(Photo-based point labeling data)
++++++++++++++++++++
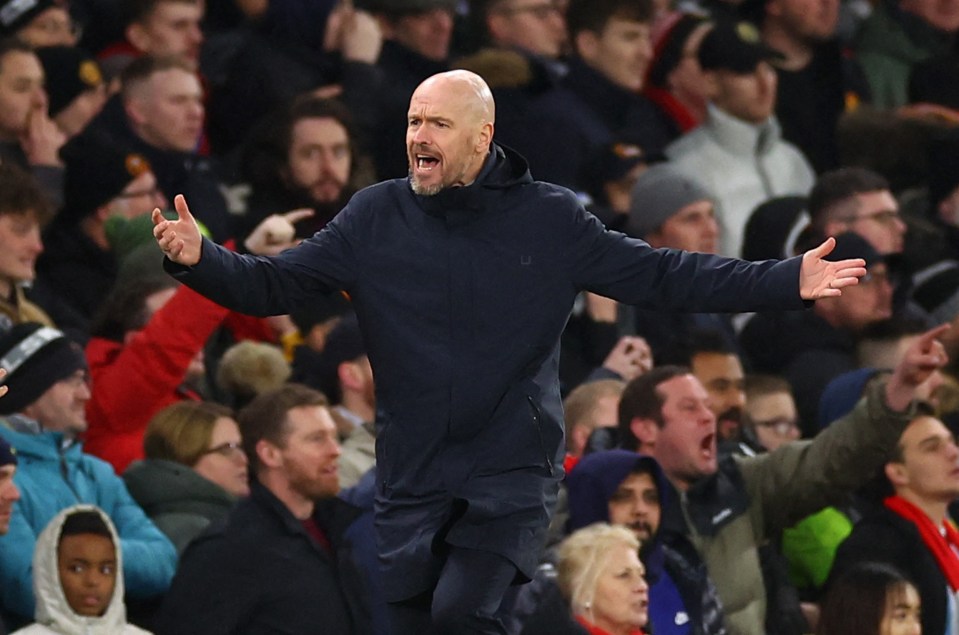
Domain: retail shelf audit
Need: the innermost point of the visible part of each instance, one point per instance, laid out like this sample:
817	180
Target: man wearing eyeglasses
42	416
857	200
79	266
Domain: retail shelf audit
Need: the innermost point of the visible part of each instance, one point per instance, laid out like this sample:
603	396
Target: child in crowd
871	599
77	577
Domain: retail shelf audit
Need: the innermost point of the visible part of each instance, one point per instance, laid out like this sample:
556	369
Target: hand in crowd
630	358
356	34
920	363
275	233
42	140
180	240
819	278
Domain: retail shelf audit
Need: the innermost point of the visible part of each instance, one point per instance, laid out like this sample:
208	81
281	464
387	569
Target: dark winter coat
261	572
462	298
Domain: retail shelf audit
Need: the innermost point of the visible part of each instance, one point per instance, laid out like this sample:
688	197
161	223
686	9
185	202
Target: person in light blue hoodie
++++++++++++++++++++
## THE TASK
Repeat verbatim all the material, but not the pictures.

## ANSWER FOR THIS EXERCISE
Domain: retail shelf audit
Need: the innermost point of the visible part of each instance, one point per instance, laid out like this sample:
817	180
Target: man wearing eyeglasses
42	416
857	200
79	266
Domain: retail shelf audit
Need: the innermost point of the visible part of each instance, one point per instance, laid out like this sample:
603	396
Target: child in crowd
871	599
77	577
Domain: retail shelf audit
Need: the innermost point of the visible part of each instance, one point per instance, laid out like this sample:
556	369
Target: hand in crowd
630	358
356	34
920	363
275	233
42	140
180	240
819	278
Domain: retail shelf audit
Need: the innermost point of the visible part of each instance, one point per instance, laid out like this sample:
208	81
281	464
387	569
Target: dark winter coat
261	572
462	298
Domain: retail shelf audit
Need: the innermost point of the visible part of each instance, one point per instance, laid out like this sample:
688	197
161	223
686	9
185	202
Target: person in light blue hoodie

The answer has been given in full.